Google Groups no longer supports new Usenet posts or subscriptions. Historical content remains viewable.
Dismiss

Combining UTF-16 output with :crlf is awkward

4 views
Skip to first unread message

Jan Dubois

unread,
Mar 28, 2006, 3:07:51 PM3/28/06
to Perl5 Porters, Nick Ing-Simmons
I just noticed (in a mailing list posting by someone else) that adding
the :crlf layer after a Unicode layer turns back on the "Wide character
in print" warnings. You can get rid of them by turning the PERLIO_F_UTF8
bit on the :crlf layer on too:

open my $fh, ">:raw:encoding(UTF-16LE):crlf:utf8", $filename or die;
print $fh "\x{feff}";

But this isn't very intuitive. I wonder if either PerlIOCrlf_pushed()
should "inherit" the flag from the lower layer, or if PerlIO_isutf8()
should walk the layer stack?

Cheers,
-Jan


Nick Ing-Simmons

unread,
Mar 29, 2006, 12:37:34 PM3/29/06
to ja...@activestate.com, Nick Ing-Simmons, Perl5 Porters
Jan Dubois <ja...@ActiveState.com> writes:
>I just noticed (in a mailing list posting by someone else) that adding
>the :crlf layer after a Unicode layer turns back on the "Wide character
>in print" warnings. You can get rid of them by turning the PERLIO_F_UTF8
>bit on the :crlf layer on too:
>
> open my $fh, ">:raw:encoding(UTF-16LE):crlf:utf8", $filename or die;
> print $fh "\x{feff}";
>
>But this isn't very intuitive. I wonder if either PerlIOCrlf_pushed()
>should "inherit" the flag from the lower layer,

That would be my preference I think.
Perhaps that should be the default behaviour for a layer?

>or if PerlIO_isutf8()
>should walk the layer stack?

Snag with that (apart from overhead) is that something would have to
"know" which layers did or did not affect UTF8-ness. So it is
better for layer code to do it as it should know.

RAW DATA =>

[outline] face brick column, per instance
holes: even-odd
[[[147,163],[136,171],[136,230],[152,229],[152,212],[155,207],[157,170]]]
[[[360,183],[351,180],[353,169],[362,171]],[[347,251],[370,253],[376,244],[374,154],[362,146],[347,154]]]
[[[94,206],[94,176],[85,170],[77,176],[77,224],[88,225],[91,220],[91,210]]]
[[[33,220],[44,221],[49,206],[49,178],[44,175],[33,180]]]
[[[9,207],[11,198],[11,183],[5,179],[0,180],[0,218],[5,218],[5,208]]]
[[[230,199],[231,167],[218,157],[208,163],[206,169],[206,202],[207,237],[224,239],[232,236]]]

WHAT TO WORK ON =>
Write out the part of the thread on combining UTF-16 output with :crlf above that begins at the words "Snag with that" and stops after the words "it should know.".

PROBLEM SOLUTION =>
Snag with that (apart from overhead) is that something would have to
"know" which layers did or did not affect UTF8-ness. So it is
better for layer code to do it as it should know.